Tasks and exercises
1. Answer these questions from the blog post about seasons and faith, one answer per line and marked to match:
(a) What does the writer say everyone in the community is tired of?
(b) What kind of area did the writer grow up in?
(c) What does the writer do in the blizzard?
2. Decide whether each statement agrees with the blog post about seasons and faith. Answer yes or no, and quote the words from the post that settle it.
(a) The writer grew up in an area with four seasons.
(b) The writer describes seasons as lasting only for a period of time.
(c) The writer calls progress during the faith winter painless.
3. Continue the blog post about seasons and faith from the point where it stops.

Extract to read
Wednesday, March 17, 2010


Winter is finally fading away in my part of the world. It has been a long one. Everyone, and I do mean everyone I talk with in my community are "tired" of the snow, of the cold, of winter. Looking out at the trees surrounding my home I wonder when the green will appear. I am looking forward to green.

Having grown up in an area with essentially one season, sun and more sun, I have grown to appreciate the four seasons of my present living surroundings. Seasons do remind me of life and that indeed it does not always fair well. But, the best part is knowing that seasons are a duration of time; a season, if you're not living in the "one" season region, does not last forever. It will not always be winter; soon spring will pop its head up and pour over nature with color and renewal.

So is my faith walk. Living and walking with Jesus in a constant spring season sounds pretty nice. It surely would be very pleasant to not experience the barren bleakness of winter or the dying of fall. But there is something to this seasonal, faith experience. My winters become my toughing up against the frigid difficulties. I lean into the blizzard and while only progressing a short distance I am further along than I was prior. The progress is painful and biting, but, keeping in mind that this faith season cannot last forever I keep trudging forward and furtively bits of green poke through the snowy crust and after a while I am in winter no longer; my faith season has turned to spring!

Extracted records
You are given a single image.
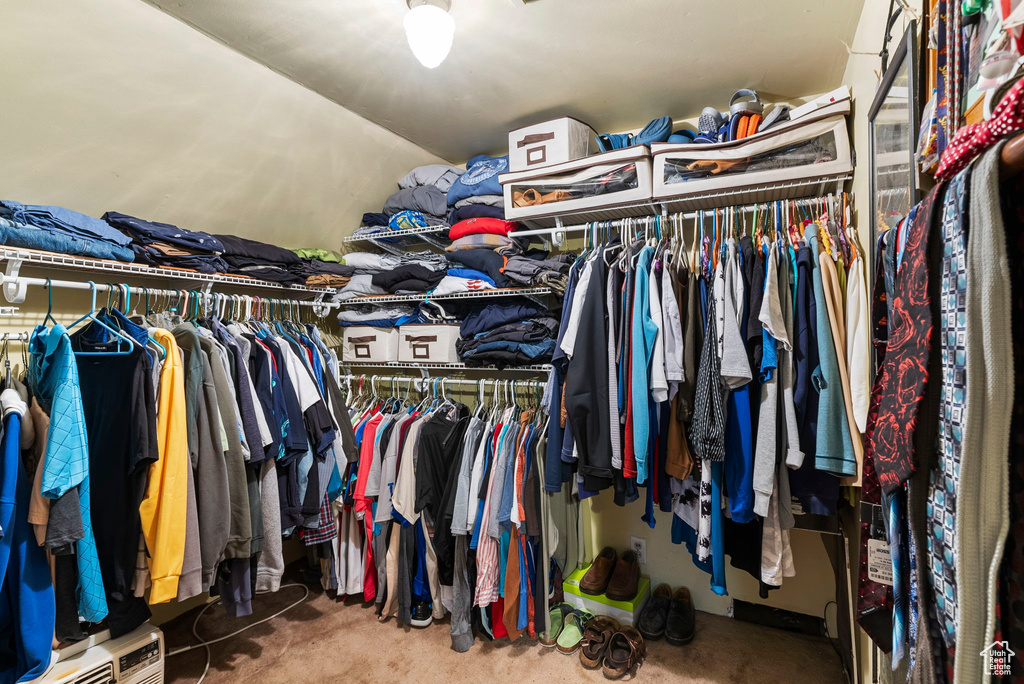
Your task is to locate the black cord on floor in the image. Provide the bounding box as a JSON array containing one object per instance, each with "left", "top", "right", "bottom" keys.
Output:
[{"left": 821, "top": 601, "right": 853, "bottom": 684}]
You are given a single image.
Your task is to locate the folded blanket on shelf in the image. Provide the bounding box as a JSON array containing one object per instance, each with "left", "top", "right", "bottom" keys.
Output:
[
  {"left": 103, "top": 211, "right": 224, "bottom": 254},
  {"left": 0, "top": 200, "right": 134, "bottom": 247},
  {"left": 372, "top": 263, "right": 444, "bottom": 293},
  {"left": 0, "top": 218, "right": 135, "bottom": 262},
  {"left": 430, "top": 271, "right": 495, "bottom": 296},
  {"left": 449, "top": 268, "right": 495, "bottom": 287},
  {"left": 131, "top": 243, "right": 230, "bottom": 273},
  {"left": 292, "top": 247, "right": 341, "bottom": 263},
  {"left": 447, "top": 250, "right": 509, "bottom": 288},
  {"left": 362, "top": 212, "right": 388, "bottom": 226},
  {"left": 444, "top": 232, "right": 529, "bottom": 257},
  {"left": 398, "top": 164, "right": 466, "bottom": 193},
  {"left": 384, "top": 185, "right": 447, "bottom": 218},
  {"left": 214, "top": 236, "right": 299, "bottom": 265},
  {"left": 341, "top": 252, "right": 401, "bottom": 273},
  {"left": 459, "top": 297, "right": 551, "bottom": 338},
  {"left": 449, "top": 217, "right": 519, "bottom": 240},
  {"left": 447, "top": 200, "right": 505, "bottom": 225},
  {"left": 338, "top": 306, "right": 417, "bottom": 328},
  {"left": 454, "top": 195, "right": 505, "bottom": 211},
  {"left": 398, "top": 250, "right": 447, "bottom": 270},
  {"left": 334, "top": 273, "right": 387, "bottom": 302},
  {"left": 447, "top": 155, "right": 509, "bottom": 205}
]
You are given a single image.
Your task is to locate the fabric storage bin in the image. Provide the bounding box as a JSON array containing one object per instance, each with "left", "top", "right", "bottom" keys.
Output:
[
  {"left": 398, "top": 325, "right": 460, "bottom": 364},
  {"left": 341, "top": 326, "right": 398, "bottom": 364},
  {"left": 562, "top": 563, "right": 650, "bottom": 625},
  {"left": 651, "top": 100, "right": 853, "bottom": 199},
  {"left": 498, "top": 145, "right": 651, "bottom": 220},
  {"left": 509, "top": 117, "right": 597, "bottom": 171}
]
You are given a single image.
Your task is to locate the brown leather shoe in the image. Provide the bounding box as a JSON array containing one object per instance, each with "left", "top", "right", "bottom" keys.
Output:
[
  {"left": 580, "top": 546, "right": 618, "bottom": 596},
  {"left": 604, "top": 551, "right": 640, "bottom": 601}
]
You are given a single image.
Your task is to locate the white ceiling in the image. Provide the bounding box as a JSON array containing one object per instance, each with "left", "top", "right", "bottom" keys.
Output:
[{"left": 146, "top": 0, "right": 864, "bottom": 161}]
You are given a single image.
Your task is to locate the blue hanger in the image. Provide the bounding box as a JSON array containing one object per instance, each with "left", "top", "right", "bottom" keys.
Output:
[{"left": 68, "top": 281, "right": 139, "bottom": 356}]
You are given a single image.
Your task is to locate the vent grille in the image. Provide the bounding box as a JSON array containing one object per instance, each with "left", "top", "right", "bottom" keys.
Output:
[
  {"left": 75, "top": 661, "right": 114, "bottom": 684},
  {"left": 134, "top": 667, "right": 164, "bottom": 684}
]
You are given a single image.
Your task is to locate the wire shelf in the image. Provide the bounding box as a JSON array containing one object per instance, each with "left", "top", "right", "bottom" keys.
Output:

Responses by item number
1.
(a) The snow, the cold, and winter.
(b) An area with essentially one season, sun and more sun.
(c) The writer leans into it.

2.
(a) No: "Having grown up in an area with essentially one season, sun and more sun"
(b) Yes: "seasons are a duration of time"
(c) No: "The progress is painful and biting"

3.
Here is a portion from the Inward Journey by Gene Edwards.

I have observed through the years that most Christians have little understanding of the word 'season'. Our Lord is a seasonal God; He comes, He departs. his faithfulness never changes, but His seasons do! There are seasons when the tree is green, there are seasons when it is dry, and seasons when, for the life of us, the thing looks dead. Now, does this mean you are serving some capricious God who comes and goes by whim? Or, could it be, that it is only through 'seasons' that true growth may come?

Paul said, 'Does not nature teach us?' Fruit from a tree comes to us as a result of three or four seasons. The Christian and the Lord's body both need rain and sunshine, cold and hot, wind and doldrums.